Count the lines in the data below that contain the word "white", and give only that number.

## Begin DATA

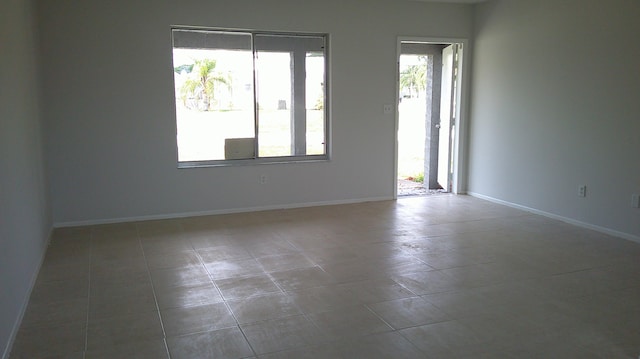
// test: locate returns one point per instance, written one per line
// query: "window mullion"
(256, 108)
(299, 113)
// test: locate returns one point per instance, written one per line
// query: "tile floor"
(432, 277)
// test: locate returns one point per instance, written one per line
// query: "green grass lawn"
(201, 134)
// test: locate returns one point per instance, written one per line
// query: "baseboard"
(216, 212)
(605, 230)
(23, 309)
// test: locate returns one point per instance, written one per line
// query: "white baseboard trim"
(605, 230)
(23, 309)
(216, 212)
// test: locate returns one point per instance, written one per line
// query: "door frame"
(458, 150)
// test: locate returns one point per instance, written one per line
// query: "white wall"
(555, 105)
(24, 217)
(110, 112)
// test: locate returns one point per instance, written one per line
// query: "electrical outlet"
(582, 191)
(635, 203)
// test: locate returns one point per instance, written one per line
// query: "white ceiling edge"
(454, 1)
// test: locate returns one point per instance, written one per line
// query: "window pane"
(275, 103)
(214, 95)
(315, 103)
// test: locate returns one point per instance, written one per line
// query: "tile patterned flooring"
(431, 277)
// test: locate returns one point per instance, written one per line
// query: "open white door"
(447, 116)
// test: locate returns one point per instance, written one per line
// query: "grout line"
(86, 329)
(153, 291)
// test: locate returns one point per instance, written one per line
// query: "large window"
(249, 97)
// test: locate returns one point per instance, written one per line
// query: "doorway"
(428, 110)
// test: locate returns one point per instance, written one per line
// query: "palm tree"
(414, 77)
(202, 83)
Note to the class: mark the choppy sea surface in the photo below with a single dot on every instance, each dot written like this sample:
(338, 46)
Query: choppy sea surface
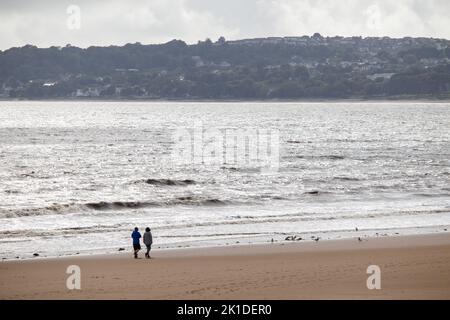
(76, 177)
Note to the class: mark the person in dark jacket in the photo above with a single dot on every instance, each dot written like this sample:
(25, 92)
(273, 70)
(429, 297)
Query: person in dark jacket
(136, 241)
(148, 241)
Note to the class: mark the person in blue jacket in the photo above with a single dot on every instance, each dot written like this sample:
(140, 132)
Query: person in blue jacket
(136, 241)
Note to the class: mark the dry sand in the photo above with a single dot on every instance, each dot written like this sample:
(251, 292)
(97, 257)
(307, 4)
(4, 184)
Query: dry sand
(412, 267)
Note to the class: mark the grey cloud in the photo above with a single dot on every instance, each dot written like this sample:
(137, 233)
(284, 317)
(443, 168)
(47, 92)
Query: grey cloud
(43, 23)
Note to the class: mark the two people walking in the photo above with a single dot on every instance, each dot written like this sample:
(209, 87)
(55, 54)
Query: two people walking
(148, 241)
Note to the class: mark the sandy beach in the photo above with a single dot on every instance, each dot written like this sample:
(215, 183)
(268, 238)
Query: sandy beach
(412, 267)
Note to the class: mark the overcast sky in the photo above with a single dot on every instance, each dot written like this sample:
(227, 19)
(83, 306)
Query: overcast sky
(104, 22)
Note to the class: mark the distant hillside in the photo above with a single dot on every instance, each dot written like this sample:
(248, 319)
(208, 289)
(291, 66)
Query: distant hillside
(270, 68)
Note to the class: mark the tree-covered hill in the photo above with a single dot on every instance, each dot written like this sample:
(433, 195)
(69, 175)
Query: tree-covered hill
(269, 68)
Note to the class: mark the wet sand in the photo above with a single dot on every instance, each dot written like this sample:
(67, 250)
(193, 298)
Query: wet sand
(412, 267)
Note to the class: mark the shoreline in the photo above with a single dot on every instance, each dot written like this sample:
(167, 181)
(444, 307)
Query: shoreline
(412, 267)
(303, 238)
(318, 100)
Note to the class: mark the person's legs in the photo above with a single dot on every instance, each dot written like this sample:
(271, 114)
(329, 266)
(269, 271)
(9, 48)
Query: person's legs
(136, 250)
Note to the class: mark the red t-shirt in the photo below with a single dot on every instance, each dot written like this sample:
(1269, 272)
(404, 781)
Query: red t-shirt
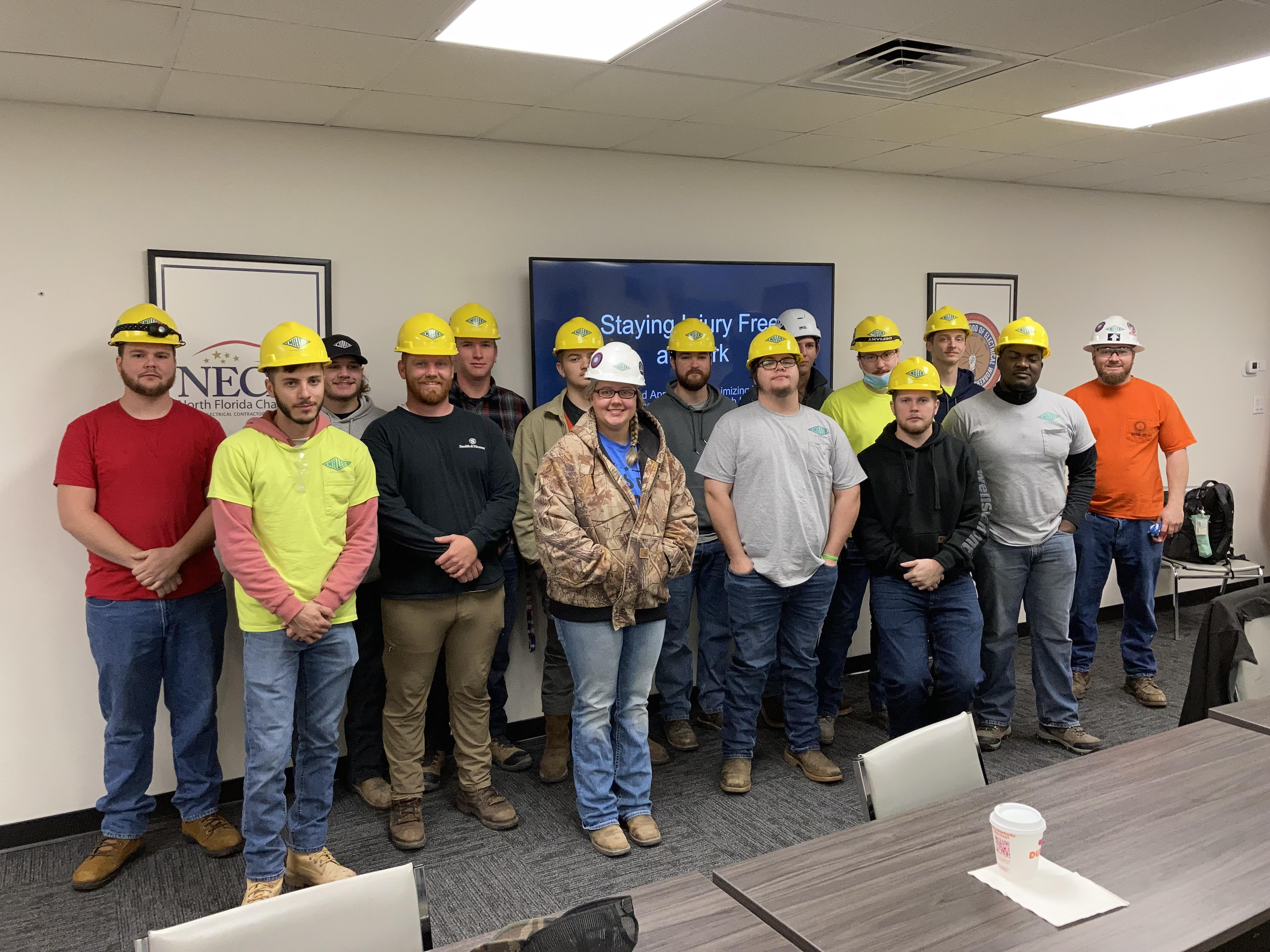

## End DATA

-- REPLY --
4